Set exercise → Format the lines as a numbered list, skipping any blank lines. Begin at the line that has "Outline every instance of the **rippling" and stop after the line that has "122), (33, 108)]".

Material for this exercise →
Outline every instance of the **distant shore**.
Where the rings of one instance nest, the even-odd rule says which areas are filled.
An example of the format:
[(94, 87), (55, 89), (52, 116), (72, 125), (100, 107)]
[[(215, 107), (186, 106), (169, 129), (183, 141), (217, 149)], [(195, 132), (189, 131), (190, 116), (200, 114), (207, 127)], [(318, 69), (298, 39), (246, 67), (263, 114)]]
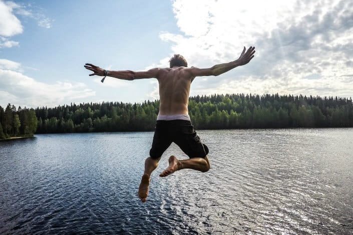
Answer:
[(5, 138), (4, 140), (0, 140), (0, 141), (3, 141), (3, 140), (19, 140), (20, 138), (30, 138), (31, 137), (33, 137), (33, 136), (15, 136), (15, 137), (11, 137), (9, 138)]

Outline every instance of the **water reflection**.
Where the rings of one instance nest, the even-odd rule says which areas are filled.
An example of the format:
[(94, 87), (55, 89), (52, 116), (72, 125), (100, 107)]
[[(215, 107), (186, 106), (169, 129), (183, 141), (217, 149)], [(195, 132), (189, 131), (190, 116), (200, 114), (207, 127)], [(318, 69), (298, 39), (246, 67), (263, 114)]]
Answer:
[(136, 193), (152, 132), (38, 135), (0, 142), (0, 233), (347, 234), (353, 130), (198, 132), (202, 174), (152, 176)]

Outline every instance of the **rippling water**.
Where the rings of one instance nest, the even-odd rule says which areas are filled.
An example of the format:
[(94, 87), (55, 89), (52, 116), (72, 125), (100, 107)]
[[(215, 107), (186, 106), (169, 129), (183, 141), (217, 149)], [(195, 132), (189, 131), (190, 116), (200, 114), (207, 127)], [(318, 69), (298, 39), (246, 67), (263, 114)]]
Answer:
[(211, 169), (137, 191), (153, 132), (0, 142), (0, 234), (352, 234), (353, 129), (198, 132)]

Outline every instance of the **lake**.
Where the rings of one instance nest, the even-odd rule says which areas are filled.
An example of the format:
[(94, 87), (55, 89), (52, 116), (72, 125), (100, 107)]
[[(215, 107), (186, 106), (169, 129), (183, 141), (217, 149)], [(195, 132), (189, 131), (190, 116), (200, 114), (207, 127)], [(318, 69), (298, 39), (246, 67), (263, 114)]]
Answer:
[(153, 132), (0, 142), (0, 234), (352, 234), (353, 129), (198, 131), (210, 170), (151, 176)]

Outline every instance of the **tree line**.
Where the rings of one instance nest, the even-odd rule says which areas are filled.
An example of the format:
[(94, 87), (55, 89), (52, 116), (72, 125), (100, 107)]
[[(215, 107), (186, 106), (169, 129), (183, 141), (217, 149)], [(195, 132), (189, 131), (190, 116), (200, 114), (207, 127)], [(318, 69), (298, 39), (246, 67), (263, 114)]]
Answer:
[[(154, 130), (159, 101), (37, 108), (37, 133)], [(351, 98), (278, 94), (190, 97), (189, 114), (202, 129), (353, 127)]]
[(23, 108), (20, 106), (17, 109), (9, 104), (4, 110), (0, 106), (0, 140), (33, 136), (38, 122), (33, 108)]

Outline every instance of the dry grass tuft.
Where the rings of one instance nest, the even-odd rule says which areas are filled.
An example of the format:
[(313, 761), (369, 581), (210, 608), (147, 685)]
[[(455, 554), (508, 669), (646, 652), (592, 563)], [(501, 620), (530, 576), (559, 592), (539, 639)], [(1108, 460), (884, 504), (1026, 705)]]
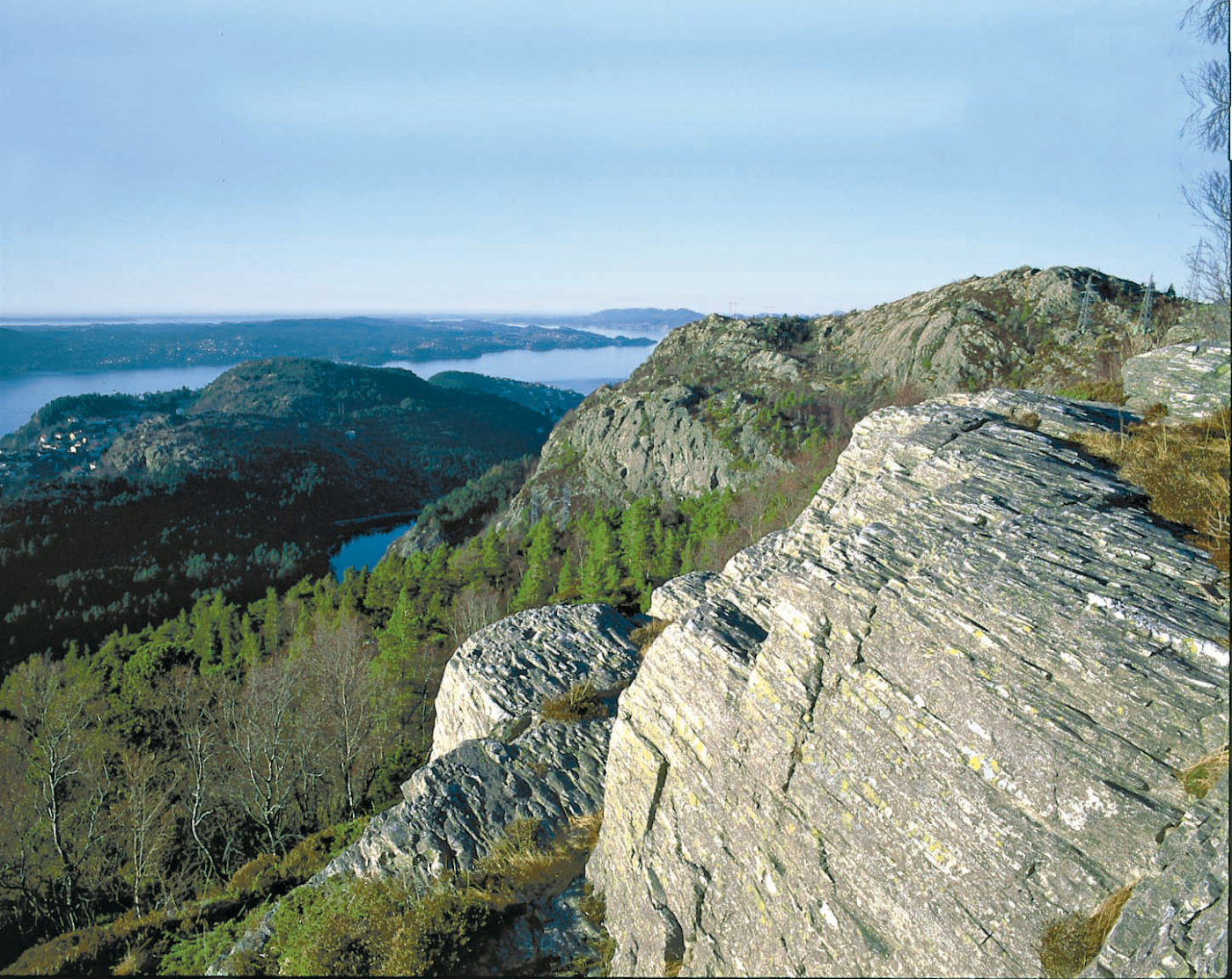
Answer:
[(1195, 798), (1205, 798), (1215, 783), (1223, 777), (1228, 770), (1228, 746), (1199, 759), (1193, 765), (1177, 771), (1177, 778), (1185, 787), (1185, 792)]
[(545, 720), (563, 720), (575, 724), (607, 713), (599, 691), (589, 679), (574, 683), (558, 697), (547, 697), (540, 706), (540, 717)]
[(670, 618), (652, 618), (648, 623), (638, 626), (630, 633), (628, 638), (637, 643), (637, 655), (639, 659), (646, 659), (646, 651), (650, 648), (650, 644), (663, 634), (663, 631), (671, 622), (673, 619)]
[[(1147, 413), (1151, 416), (1151, 411)], [(1114, 463), (1151, 498), (1151, 510), (1196, 531), (1193, 543), (1228, 574), (1228, 409), (1200, 421), (1164, 425), (1163, 415), (1126, 432), (1093, 432), (1078, 442)]]
[(1132, 893), (1133, 884), (1126, 884), (1104, 898), (1090, 917), (1064, 915), (1052, 921), (1040, 937), (1044, 974), (1050, 979), (1067, 979), (1085, 969), (1104, 947)]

The result →
1. Outline every instance of the **rippling water**.
2. Where the rings of one instance nest, the even-odd rule says which areas are filled.
3. An example of the format:
4. [(94, 87), (55, 89), (52, 116), (72, 125), (100, 107)]
5. [[(215, 107), (186, 106), (169, 129), (183, 141), (217, 149)], [(195, 132), (189, 131), (190, 116), (200, 114), (207, 127)], [(318, 69), (298, 39), (246, 67), (263, 114)]]
6. Answer:
7. [(211, 169), (137, 191), (153, 132), (0, 142), (0, 234), (352, 234), (353, 129), (198, 132)]
8. Outline every instance of the **lake**.
9. Where the rings of one instance nest, the even-odd rule says which areas are filled.
10. An example of the format:
11. [(94, 87), (55, 89), (52, 116), (72, 125), (100, 107)]
12. [[(215, 107), (186, 106), (169, 129), (183, 141), (217, 149)], [(195, 132), (189, 131), (190, 116), (200, 114), (207, 127)], [(318, 69), (298, 39), (246, 67), (263, 114)]]
13. Answer:
14. [(153, 132), (0, 142), (0, 234), (352, 234), (353, 129), (198, 131), (210, 170), (151, 176)]
15. Outline every instance of the **tree line**.
16. Where the rings of one instance nest, the even-odd rule says which areas are filled.
17. An example of the format:
18. [(94, 87), (55, 89), (52, 116), (72, 125), (100, 107)]
19. [[(215, 107), (186, 106), (169, 129), (183, 141), (217, 149)], [(195, 132), (189, 131), (190, 116), (200, 114), (207, 127)], [(318, 69), (298, 39), (246, 67), (263, 114)]]
20. Answer:
21. [[(154, 130), (159, 101), (37, 108), (37, 133)], [(351, 98), (278, 94), (190, 97), (189, 114), (202, 129), (353, 127)]]
22. [(23, 108), (20, 106), (17, 109), (9, 104), (4, 110), (0, 106), (0, 140), (33, 136), (38, 122), (33, 108)]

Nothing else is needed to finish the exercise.